··· Extracted material ···

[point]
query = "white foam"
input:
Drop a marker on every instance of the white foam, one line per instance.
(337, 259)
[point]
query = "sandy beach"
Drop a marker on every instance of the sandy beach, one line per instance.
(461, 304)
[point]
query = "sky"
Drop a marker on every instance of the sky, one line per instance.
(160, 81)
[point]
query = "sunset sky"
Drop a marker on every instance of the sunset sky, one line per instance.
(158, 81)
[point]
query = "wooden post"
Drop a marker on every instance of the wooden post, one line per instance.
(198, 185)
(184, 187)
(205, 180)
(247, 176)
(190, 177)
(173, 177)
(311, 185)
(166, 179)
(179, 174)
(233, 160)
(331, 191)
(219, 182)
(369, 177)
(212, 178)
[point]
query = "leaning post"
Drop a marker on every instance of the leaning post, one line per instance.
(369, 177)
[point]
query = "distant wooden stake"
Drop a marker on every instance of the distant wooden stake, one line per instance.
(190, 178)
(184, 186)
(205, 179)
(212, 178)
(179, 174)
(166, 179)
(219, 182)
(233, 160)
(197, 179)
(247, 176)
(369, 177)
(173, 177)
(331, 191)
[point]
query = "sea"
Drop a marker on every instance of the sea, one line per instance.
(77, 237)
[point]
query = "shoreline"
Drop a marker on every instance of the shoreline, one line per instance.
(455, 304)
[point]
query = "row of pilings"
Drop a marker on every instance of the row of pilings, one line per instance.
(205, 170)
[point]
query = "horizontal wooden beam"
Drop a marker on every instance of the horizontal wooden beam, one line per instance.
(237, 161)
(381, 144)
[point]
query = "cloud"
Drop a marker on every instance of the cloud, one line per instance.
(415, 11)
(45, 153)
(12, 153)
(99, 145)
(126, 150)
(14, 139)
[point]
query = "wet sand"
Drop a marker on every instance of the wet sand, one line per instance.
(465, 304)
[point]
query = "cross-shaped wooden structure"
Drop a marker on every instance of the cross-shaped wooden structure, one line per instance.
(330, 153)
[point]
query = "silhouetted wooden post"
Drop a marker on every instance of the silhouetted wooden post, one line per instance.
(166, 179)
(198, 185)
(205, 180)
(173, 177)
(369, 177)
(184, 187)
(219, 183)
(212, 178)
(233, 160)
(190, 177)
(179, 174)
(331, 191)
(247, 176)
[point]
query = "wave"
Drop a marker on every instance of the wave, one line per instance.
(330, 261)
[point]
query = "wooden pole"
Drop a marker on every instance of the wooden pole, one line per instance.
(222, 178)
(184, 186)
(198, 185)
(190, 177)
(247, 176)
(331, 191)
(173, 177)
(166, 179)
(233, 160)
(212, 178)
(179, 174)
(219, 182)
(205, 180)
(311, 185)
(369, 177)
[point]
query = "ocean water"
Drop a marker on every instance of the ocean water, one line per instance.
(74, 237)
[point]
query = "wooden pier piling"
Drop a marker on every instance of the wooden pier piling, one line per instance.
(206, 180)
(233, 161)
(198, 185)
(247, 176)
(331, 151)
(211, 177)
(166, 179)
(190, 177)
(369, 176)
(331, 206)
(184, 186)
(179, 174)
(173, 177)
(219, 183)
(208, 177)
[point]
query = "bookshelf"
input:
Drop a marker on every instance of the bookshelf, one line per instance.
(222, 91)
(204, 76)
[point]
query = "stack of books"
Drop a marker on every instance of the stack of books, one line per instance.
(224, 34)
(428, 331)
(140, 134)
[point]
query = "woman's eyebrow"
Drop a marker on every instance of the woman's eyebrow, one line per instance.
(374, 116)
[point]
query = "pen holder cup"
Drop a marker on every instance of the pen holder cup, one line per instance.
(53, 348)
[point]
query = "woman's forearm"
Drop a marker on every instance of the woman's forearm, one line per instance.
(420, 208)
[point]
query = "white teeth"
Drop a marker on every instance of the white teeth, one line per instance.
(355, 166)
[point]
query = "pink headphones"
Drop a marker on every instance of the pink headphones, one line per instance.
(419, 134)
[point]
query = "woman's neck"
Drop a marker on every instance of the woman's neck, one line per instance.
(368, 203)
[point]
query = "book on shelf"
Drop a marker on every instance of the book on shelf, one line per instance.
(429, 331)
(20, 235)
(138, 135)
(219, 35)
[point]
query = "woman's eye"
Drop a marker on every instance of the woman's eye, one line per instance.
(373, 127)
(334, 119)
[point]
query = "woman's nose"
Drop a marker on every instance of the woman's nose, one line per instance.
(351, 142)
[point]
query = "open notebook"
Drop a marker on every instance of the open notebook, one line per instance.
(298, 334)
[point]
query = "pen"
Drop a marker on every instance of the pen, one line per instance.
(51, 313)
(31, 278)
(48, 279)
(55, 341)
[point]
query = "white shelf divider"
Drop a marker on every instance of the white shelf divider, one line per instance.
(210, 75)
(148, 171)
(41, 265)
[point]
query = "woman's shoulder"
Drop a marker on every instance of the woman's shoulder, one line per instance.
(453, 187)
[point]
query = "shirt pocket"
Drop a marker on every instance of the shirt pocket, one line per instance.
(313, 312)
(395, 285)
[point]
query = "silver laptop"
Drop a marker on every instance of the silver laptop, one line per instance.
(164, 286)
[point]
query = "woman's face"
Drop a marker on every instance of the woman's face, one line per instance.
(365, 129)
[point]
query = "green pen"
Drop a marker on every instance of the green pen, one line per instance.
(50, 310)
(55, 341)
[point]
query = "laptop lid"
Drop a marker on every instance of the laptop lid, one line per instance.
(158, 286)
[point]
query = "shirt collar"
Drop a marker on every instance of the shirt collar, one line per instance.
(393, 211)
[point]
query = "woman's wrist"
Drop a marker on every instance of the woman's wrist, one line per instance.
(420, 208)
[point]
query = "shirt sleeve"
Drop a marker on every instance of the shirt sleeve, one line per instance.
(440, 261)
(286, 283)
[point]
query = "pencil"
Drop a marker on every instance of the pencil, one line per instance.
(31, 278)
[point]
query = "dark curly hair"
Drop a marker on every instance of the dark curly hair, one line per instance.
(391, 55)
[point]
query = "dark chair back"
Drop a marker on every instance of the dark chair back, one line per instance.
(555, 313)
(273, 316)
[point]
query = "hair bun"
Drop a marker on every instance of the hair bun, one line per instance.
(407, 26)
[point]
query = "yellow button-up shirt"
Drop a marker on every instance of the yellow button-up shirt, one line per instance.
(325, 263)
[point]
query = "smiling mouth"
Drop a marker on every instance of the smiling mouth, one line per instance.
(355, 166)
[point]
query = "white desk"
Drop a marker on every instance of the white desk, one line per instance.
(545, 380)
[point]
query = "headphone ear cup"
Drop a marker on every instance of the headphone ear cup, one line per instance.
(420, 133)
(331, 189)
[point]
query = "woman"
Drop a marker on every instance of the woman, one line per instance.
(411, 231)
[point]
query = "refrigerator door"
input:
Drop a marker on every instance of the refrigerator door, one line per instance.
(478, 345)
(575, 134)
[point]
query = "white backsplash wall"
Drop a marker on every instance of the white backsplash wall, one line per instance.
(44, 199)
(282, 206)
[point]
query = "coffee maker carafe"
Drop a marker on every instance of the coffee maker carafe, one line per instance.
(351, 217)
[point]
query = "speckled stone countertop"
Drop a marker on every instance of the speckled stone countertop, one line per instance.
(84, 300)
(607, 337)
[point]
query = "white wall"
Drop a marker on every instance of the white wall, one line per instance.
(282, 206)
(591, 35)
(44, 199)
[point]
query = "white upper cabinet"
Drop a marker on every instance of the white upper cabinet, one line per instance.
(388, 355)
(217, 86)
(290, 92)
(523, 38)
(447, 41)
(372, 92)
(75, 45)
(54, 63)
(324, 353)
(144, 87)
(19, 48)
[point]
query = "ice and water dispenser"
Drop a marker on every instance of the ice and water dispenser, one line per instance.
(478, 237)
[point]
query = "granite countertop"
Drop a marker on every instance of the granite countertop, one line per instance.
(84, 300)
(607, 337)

···

> _Aim of the task_: Select every line of the records that contains the string "button", matching case exactly, and copy each one.

> _Task output_:
query = "yellow button-up shirt"
Drop a marker on every instance of the yellow button-up shirt, one line per instance.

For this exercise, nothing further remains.